EXERCISE –
Rewrite the data starting at the very beginning and ending at the line that contains "x=555 y=157", keeping every line as it is except that each x and y coordinate in the answers is scaled by 2.35. Round each result to a whole number, with halves rounded up.

[Pointing and labeling entries]
**********

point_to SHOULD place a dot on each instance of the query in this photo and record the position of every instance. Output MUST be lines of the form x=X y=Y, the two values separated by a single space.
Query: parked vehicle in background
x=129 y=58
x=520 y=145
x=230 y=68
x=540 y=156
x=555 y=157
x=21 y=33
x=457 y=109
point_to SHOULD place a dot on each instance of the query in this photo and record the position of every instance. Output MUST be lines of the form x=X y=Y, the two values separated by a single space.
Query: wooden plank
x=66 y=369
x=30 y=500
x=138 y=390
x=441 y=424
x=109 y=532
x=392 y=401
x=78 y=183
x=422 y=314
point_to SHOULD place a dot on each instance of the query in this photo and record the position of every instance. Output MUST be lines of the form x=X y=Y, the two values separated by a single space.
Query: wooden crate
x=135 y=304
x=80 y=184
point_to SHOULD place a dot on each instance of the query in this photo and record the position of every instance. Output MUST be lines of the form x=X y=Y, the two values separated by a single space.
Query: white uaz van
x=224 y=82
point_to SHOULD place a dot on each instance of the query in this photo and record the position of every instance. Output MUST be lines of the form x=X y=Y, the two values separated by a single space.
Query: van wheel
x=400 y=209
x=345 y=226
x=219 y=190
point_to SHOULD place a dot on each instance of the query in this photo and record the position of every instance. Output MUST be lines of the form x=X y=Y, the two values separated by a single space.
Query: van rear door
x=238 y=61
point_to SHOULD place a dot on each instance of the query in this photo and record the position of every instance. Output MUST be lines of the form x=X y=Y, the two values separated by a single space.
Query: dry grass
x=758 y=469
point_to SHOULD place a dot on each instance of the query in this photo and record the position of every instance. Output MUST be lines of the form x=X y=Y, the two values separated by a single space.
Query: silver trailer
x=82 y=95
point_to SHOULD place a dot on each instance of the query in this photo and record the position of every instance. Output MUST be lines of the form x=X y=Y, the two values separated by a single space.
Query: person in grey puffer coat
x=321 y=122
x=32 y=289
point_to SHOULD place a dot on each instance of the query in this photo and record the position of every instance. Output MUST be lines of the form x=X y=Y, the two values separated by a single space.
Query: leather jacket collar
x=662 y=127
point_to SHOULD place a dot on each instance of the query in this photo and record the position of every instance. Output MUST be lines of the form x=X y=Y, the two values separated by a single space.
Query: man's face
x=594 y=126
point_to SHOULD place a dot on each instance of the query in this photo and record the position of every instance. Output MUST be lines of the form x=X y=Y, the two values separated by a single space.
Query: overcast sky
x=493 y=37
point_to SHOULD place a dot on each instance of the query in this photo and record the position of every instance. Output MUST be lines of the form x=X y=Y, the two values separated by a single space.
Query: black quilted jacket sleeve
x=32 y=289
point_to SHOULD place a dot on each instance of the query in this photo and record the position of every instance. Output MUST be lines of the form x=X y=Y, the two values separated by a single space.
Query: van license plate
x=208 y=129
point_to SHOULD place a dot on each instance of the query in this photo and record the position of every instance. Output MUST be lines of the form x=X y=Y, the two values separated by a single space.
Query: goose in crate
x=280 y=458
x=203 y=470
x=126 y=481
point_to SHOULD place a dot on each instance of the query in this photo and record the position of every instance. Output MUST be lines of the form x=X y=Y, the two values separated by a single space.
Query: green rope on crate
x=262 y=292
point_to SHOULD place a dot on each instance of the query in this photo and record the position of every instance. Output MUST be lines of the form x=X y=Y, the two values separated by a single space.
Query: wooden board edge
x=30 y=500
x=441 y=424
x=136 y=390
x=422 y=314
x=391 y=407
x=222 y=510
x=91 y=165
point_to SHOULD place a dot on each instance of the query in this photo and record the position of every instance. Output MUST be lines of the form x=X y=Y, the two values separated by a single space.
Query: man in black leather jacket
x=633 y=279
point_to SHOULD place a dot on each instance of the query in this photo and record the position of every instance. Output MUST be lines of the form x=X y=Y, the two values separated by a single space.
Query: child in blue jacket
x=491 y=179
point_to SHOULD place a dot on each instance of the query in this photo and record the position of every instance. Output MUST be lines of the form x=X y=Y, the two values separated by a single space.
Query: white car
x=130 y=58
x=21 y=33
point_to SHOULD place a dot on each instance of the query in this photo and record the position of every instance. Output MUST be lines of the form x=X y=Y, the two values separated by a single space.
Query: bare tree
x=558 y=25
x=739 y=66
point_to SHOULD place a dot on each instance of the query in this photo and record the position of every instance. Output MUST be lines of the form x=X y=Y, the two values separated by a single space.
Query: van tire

**********

RESULT OF THIS EXERCISE –
point_to SHOULD place a dot on each instance of the query in this photo and record the position of every instance. Output MUST be lines of the form x=X y=Y, the two values separated by a single space.
Query: parked vehicle in background
x=303 y=136
x=1222 y=341
x=541 y=160
x=1269 y=367
x=1304 y=369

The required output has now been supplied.